Locate "Kindly place a point on the pavement" in the data below, then output the line it is on and all following lines through the last, word for word. Skip any pictures.
═══ ROWS ═══
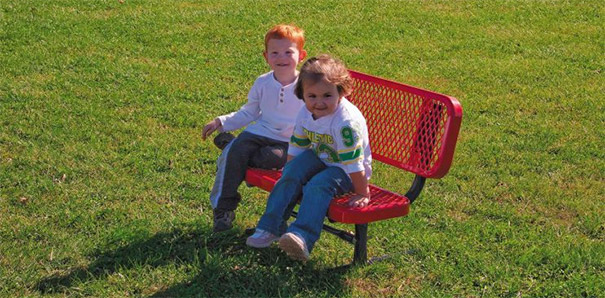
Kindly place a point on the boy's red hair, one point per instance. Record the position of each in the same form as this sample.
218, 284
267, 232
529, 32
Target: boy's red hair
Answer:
290, 32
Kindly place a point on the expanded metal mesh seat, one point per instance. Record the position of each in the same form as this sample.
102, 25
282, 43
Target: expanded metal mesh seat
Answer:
409, 128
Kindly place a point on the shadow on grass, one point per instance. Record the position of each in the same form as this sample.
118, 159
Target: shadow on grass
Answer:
227, 267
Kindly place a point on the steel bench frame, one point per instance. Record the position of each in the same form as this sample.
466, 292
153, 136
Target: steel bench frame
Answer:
409, 128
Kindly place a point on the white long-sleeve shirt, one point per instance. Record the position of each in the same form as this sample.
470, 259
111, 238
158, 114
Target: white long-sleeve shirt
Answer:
339, 139
273, 106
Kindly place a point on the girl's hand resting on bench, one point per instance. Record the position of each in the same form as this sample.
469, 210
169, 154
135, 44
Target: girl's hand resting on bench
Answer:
358, 200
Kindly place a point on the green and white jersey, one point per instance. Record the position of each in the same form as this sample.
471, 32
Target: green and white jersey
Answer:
339, 139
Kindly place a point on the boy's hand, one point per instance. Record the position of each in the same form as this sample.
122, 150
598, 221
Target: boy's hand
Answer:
210, 127
359, 200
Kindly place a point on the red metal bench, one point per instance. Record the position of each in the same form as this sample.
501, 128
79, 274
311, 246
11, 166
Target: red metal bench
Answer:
409, 128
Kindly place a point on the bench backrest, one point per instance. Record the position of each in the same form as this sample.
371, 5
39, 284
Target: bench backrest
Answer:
409, 128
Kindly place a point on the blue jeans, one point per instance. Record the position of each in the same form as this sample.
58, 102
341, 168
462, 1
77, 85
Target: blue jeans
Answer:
308, 176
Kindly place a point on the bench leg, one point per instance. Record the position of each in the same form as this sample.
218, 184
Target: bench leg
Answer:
360, 256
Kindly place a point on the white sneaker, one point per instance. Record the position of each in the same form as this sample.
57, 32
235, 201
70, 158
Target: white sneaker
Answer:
294, 246
261, 239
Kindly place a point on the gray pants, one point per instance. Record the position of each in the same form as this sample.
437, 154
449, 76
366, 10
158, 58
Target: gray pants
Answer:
247, 150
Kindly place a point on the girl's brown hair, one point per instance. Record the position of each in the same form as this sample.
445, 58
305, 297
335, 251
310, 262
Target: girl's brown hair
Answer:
327, 68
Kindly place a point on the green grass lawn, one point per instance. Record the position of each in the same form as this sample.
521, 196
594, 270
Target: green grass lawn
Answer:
104, 178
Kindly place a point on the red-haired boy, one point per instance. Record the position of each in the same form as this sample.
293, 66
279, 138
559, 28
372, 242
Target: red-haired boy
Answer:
263, 144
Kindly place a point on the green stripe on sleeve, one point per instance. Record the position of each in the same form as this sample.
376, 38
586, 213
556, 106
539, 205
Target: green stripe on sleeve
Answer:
300, 142
351, 155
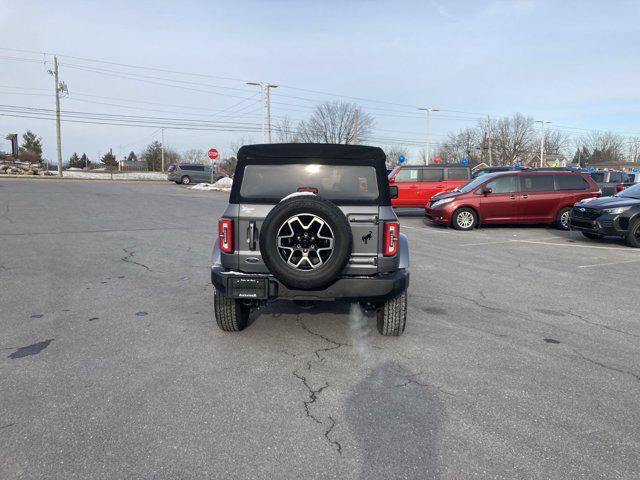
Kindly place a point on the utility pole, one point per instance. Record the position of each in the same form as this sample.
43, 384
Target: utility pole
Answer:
58, 141
162, 149
489, 131
355, 127
269, 115
428, 110
264, 94
542, 122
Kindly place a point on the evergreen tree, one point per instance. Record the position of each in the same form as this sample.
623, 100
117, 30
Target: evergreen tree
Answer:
109, 159
152, 155
31, 148
84, 161
74, 160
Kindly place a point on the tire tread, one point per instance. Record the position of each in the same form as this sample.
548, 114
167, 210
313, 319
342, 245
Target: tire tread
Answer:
392, 316
231, 315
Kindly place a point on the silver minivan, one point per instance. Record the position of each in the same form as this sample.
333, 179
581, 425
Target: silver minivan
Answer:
187, 173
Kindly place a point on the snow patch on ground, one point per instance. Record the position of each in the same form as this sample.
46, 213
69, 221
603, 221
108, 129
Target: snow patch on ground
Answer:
298, 194
222, 185
115, 176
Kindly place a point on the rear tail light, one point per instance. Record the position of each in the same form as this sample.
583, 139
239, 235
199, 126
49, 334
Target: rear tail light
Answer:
225, 235
391, 238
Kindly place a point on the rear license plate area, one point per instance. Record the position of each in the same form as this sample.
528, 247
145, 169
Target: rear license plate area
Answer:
248, 288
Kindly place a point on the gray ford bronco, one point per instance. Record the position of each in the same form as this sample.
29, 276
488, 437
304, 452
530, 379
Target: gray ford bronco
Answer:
309, 222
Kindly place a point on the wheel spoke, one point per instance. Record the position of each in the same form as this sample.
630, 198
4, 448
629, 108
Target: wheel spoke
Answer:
305, 241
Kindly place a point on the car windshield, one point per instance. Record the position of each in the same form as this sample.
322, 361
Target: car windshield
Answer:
631, 192
334, 182
472, 185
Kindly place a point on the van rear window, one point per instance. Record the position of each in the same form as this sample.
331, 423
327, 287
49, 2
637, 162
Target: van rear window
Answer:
571, 181
335, 182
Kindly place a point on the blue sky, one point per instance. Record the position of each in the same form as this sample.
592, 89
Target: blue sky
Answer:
575, 64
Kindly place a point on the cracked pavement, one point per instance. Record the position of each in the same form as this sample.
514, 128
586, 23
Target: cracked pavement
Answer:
516, 362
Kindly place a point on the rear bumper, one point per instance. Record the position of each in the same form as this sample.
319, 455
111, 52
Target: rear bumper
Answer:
375, 288
613, 225
438, 215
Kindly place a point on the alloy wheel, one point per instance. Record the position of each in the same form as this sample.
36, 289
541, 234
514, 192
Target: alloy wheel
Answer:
305, 241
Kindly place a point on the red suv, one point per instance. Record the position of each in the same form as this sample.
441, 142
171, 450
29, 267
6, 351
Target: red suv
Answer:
418, 183
513, 197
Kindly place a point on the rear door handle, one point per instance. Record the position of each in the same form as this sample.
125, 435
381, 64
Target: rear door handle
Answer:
251, 237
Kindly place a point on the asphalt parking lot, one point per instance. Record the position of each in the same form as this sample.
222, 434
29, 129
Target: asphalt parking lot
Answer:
521, 356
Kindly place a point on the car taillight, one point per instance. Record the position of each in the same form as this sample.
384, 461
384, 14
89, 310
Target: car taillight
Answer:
225, 234
391, 238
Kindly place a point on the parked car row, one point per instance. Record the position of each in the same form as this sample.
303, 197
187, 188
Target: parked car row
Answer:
617, 215
187, 173
566, 198
512, 197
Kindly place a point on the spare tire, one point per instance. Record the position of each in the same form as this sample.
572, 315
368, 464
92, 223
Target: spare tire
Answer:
306, 242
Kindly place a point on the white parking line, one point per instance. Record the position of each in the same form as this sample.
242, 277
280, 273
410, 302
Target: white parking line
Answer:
607, 264
501, 242
424, 229
486, 243
620, 249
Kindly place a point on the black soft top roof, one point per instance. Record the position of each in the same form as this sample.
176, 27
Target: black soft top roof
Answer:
271, 153
323, 153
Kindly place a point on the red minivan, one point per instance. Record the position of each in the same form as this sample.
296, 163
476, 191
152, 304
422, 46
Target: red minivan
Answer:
418, 183
513, 197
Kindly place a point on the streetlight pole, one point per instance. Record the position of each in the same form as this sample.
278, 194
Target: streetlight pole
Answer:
264, 94
428, 110
542, 122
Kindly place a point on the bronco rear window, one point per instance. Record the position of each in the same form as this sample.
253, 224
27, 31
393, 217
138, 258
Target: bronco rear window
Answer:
340, 183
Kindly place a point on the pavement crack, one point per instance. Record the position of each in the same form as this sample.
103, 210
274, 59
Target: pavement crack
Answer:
591, 322
609, 367
329, 439
294, 355
481, 305
334, 343
411, 379
5, 214
314, 393
128, 258
313, 396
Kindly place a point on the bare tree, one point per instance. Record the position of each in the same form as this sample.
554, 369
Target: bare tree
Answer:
195, 155
236, 145
286, 131
634, 150
605, 147
333, 122
459, 145
228, 165
393, 152
513, 139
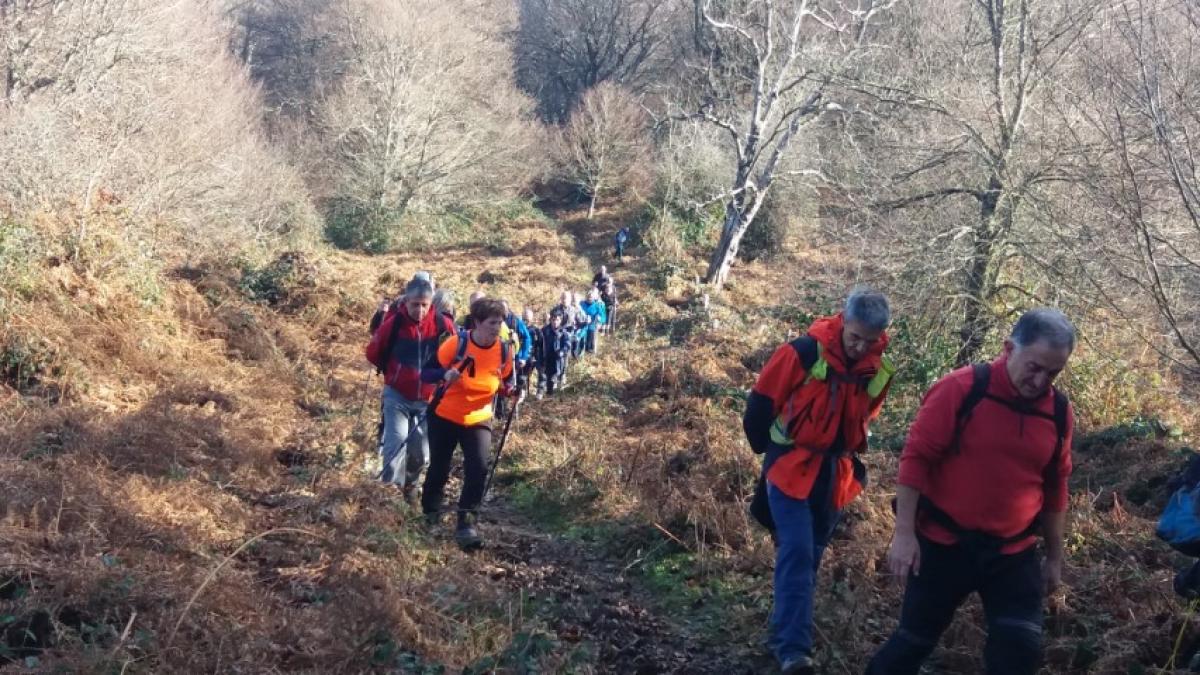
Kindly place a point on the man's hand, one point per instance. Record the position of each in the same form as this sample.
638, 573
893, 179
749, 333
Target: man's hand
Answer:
═══
RESULT:
Kindly place a point on the pavement crack, one point per instance. Record the position of each in the same form as this sample.
103, 210
274, 59
Target: pavement crack
Answer:
591, 322
609, 367
329, 439
294, 355
481, 305
334, 343
411, 379
5, 214
314, 393
128, 258
313, 396
Kindly place a point on the bare tree, one point per instance. Record the position of each in the same form as this sample.
554, 369
Target: bare tree
Answer:
195, 155
236, 145
286, 131
634, 150
605, 147
333, 122
459, 145
228, 165
393, 152
513, 139
Kindly place a point on the man's hand, one point per instance. Record the position of each in the same form as this sample.
638, 573
893, 179
749, 333
Target: man's hand
Answer:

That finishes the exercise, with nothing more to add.